##### Data in this exercise

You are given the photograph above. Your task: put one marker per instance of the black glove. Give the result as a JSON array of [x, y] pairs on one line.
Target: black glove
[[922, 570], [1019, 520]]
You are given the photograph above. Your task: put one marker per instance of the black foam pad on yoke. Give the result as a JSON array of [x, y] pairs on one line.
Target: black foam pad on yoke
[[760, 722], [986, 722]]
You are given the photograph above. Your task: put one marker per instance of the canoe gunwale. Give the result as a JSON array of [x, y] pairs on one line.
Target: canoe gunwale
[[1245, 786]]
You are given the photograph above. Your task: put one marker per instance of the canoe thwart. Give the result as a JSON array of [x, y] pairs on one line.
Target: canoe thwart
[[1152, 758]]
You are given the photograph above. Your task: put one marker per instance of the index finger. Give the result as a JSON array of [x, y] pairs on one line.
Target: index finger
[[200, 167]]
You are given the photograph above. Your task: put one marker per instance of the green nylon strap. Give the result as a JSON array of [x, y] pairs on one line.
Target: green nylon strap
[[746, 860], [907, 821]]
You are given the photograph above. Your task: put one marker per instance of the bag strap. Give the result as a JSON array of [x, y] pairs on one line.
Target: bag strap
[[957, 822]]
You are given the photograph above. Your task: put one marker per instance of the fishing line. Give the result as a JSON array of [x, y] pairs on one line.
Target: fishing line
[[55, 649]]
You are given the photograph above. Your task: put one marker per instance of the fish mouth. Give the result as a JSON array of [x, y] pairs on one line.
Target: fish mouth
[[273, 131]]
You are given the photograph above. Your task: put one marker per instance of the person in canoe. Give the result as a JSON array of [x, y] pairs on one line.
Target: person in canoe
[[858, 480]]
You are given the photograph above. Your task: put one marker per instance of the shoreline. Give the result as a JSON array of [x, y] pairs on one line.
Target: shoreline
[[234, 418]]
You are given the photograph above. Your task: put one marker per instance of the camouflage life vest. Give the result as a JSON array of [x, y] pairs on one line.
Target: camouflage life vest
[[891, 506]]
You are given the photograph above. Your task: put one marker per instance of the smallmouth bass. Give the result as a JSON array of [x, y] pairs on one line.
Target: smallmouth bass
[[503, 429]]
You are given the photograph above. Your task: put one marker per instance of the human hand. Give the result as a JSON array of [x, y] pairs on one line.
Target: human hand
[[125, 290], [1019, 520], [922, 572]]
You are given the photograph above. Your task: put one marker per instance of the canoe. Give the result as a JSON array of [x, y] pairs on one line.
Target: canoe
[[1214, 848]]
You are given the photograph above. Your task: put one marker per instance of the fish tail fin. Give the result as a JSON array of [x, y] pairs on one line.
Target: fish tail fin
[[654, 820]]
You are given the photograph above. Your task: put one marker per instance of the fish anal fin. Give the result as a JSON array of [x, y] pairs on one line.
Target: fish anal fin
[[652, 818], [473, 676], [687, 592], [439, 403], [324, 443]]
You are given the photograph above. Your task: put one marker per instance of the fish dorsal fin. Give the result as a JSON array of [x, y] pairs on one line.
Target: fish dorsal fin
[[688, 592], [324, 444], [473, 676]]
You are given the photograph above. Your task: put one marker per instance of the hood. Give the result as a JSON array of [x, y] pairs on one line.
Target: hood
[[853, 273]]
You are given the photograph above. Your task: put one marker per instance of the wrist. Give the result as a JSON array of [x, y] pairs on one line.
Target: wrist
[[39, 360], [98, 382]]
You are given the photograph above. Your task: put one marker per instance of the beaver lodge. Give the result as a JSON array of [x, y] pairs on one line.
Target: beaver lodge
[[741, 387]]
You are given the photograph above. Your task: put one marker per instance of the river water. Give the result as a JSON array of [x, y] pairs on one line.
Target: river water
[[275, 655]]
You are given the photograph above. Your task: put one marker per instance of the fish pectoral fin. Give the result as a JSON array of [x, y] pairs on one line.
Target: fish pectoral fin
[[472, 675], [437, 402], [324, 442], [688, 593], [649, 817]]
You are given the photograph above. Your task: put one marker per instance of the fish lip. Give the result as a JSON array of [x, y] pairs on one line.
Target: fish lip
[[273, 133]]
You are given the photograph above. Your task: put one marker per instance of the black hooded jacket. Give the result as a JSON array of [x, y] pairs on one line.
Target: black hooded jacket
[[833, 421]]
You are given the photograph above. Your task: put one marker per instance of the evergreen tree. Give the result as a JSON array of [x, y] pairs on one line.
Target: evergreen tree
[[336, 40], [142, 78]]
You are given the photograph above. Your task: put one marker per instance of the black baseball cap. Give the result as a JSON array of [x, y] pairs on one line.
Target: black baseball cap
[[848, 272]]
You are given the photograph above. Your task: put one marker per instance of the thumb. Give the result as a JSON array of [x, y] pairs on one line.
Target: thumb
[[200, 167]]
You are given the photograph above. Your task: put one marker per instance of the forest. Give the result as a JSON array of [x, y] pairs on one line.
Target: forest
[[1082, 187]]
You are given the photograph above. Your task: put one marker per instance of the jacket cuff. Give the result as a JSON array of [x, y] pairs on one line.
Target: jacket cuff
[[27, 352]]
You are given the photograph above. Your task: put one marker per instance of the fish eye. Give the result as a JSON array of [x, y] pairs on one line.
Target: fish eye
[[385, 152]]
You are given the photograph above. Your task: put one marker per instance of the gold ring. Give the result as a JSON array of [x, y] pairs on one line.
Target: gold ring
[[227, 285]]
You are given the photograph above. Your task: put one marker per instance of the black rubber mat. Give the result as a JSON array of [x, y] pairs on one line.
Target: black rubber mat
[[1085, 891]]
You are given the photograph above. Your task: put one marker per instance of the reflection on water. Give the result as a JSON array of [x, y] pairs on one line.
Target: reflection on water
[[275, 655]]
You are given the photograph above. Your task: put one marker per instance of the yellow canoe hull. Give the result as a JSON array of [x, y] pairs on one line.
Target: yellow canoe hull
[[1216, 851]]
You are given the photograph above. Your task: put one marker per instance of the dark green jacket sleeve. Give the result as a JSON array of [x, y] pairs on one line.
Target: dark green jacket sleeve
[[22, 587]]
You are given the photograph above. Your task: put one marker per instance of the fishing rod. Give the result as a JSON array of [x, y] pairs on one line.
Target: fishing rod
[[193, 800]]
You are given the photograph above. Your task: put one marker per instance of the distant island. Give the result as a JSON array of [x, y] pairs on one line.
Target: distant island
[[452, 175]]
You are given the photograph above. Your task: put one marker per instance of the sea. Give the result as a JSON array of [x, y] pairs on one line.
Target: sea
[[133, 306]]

##########
##### Data in this exercise

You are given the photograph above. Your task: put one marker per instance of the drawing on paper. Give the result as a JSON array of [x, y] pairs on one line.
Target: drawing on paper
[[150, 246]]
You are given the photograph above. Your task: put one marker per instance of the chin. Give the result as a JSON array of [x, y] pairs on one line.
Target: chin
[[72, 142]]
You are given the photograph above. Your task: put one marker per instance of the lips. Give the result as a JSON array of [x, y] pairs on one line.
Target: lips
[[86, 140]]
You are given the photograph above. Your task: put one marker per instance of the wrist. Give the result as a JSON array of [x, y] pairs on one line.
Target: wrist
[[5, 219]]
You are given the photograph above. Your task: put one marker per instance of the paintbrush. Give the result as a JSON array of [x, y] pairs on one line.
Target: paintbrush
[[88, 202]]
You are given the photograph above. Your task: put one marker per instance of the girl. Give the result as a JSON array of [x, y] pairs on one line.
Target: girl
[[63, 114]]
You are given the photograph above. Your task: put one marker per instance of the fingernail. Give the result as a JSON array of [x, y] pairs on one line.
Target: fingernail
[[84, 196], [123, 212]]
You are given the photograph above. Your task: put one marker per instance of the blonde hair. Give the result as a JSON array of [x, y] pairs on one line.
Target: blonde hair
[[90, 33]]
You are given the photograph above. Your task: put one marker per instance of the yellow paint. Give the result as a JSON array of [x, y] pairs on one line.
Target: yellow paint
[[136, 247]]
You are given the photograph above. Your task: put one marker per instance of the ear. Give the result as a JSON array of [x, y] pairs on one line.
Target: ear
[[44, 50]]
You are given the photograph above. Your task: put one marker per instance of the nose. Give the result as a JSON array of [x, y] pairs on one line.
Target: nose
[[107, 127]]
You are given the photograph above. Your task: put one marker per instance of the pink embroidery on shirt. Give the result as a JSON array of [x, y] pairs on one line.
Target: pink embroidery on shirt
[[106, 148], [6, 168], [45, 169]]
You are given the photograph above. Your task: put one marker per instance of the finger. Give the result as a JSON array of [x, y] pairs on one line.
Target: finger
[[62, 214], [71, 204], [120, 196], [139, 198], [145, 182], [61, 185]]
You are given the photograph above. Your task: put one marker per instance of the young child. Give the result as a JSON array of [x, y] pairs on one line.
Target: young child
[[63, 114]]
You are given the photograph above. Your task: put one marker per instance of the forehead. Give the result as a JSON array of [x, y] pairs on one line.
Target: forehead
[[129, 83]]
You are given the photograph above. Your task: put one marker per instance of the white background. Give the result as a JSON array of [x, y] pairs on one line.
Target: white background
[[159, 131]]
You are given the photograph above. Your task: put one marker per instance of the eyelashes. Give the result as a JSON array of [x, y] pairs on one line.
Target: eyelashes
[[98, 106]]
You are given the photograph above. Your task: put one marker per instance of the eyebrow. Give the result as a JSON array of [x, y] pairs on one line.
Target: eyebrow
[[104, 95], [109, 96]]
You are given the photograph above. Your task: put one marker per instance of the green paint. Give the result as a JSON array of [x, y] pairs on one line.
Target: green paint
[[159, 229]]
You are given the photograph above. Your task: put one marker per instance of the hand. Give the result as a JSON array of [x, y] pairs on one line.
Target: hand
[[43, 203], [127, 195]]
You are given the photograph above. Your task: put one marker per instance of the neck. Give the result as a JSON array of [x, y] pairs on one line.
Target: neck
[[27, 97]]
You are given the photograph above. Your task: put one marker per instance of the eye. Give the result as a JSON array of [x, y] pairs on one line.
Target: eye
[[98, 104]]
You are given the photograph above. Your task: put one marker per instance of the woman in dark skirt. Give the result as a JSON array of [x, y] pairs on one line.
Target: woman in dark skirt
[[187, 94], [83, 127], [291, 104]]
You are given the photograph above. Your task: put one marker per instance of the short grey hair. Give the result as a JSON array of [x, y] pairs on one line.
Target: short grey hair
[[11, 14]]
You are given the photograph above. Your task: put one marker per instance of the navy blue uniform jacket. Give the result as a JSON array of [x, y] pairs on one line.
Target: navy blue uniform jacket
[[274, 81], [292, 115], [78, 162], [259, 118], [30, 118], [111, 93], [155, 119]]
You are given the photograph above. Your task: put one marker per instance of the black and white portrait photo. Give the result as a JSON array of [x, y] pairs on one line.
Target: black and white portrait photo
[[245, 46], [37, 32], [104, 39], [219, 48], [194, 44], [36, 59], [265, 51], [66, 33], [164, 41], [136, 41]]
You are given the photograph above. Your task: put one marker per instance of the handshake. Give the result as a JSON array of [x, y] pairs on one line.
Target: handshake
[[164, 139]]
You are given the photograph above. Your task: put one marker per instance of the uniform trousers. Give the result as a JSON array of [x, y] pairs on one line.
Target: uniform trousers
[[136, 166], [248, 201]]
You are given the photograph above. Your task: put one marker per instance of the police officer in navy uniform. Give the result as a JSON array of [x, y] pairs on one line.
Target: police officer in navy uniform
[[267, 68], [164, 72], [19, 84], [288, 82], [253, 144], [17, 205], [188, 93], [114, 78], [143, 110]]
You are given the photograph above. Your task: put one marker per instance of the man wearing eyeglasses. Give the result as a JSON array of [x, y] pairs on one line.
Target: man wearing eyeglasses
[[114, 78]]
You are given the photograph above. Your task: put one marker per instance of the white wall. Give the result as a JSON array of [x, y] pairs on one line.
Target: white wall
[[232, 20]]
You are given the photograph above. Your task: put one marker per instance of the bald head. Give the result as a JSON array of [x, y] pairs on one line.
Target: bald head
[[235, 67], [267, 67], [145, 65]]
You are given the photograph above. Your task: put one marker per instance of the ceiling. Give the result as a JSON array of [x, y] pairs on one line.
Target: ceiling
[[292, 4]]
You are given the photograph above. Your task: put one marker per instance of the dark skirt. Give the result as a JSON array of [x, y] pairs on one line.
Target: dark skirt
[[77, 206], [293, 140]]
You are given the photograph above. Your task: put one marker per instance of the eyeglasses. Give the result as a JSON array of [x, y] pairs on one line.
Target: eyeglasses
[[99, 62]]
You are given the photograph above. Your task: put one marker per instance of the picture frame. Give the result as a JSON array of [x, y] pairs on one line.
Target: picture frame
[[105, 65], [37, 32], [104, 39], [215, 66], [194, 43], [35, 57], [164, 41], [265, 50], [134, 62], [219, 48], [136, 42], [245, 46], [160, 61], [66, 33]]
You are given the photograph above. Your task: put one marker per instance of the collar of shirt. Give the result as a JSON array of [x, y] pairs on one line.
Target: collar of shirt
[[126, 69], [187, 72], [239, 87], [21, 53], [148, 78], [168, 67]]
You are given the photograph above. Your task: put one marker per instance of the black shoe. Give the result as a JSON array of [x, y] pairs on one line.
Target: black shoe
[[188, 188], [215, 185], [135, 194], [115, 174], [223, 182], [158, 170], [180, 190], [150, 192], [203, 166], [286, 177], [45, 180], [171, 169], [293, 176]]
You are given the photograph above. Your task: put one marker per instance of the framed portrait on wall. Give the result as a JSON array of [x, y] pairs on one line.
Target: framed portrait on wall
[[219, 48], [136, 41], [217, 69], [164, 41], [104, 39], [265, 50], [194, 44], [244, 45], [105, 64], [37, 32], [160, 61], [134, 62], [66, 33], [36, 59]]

##########
##### Data in this exercise

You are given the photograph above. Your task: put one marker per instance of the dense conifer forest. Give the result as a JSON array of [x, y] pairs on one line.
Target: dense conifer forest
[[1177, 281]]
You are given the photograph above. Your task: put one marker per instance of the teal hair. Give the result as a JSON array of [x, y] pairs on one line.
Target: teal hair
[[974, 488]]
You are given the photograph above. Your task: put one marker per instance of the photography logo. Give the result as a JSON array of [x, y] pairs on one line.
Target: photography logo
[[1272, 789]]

##########

Reproduce the listing between the lines holding "of the framed" and "33], [36, 59]]", inclusive, substituting "painting" for every occurrence of "portrait" and leaving all else unchanged.

You are given the photograph above. Your task: put one marker per instance of the framed painting on wall. Give the result as a JSON array of [x, y] pairs on one line.
Target: framed painting on wall
[[219, 48], [136, 41], [217, 69], [164, 41], [104, 39], [265, 50], [194, 44], [244, 45], [105, 64], [37, 32], [160, 61], [134, 62], [66, 33], [36, 59]]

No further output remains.